WHAT IS BEING ASKED:
Would you quote the material below in full and unchanged?

DATASET:
┄┄┄┄┄┄┄┄┄┄┄┄┄┄┄┄┄┄┄┄

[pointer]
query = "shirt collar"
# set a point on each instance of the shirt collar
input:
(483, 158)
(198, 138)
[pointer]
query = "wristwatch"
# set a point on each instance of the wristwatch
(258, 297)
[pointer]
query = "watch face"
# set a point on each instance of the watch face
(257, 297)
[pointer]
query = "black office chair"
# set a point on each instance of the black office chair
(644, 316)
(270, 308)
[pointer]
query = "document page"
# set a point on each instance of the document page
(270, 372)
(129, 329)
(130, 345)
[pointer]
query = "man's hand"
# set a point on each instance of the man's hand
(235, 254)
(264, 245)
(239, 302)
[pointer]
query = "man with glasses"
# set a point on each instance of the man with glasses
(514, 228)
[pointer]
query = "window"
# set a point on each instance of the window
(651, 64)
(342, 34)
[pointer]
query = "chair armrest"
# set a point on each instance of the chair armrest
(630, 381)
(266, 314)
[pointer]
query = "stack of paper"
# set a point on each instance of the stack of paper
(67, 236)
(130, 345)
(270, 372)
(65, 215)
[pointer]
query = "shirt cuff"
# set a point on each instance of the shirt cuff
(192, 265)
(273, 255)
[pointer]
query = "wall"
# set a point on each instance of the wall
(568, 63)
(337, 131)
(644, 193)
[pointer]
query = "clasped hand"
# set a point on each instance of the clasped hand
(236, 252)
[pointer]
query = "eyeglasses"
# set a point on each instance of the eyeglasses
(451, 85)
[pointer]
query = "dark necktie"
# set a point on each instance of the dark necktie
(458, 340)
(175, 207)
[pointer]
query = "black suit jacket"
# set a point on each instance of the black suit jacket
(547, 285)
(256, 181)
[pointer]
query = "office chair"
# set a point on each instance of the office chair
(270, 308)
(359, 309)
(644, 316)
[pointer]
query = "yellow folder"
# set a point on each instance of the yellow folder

┄┄┄┄┄┄┄┄┄┄┄┄┄┄┄┄┄┄┄┄

EXPECTED OUTPUT:
[pointer]
query = "shirt collar"
# set a point on each instance of the shirt collar
input:
(483, 158)
(198, 138)
[pointer]
query = "wristwatch"
# set a point on each instance of the wristwatch
(258, 297)
[pointer]
query = "watch face"
# set a point on each instance of the watch face
(257, 297)
[pointer]
query = "black office chair"
# set a point on each instance of the black office chair
(644, 316)
(270, 308)
[pointer]
query = "document page"
# set a point on each instance of the document page
(270, 372)
(129, 329)
(130, 345)
[pointer]
query = "man's hand"
# set a point on each instance of the man's hand
(235, 254)
(264, 245)
(239, 302)
[pointer]
query = "man with glasses"
# set a point on each instance of the man with glasses
(514, 228)
[pointer]
query = "window"
# set a point on each instance of the window
(651, 64)
(342, 34)
[pointer]
query = "chair armrest"
# set a point on each instance of the chair armrest
(630, 381)
(266, 314)
[pointer]
query = "stack of paper"
# set a point on each instance of the stack of paper
(67, 236)
(130, 345)
(270, 372)
(65, 215)
[pointer]
query = "shirt cuff"
# set a point on each instance of the shirt cuff
(192, 265)
(273, 255)
[pointer]
query = "wall"
# set a point on each instance of the wall
(568, 63)
(337, 131)
(644, 193)
[pointer]
query = "clasped hand"
# set a point on each instance of the clasped hand
(236, 252)
[pointer]
query = "eyeglasses"
# set a point on each instance of the eyeglasses
(451, 85)
[pointer]
query = "dark necktie"
# set a point on each instance of the dark necktie
(458, 340)
(175, 207)
[pointer]
query = "black suit jacket"
# set a point on each instance of the black suit jacket
(547, 285)
(256, 181)
[pointer]
query = "office chair"
# set a point on each instance of the office chair
(270, 308)
(359, 309)
(644, 316)
[pointer]
query = "yellow folder"
# set a point on each instance of the yellow folder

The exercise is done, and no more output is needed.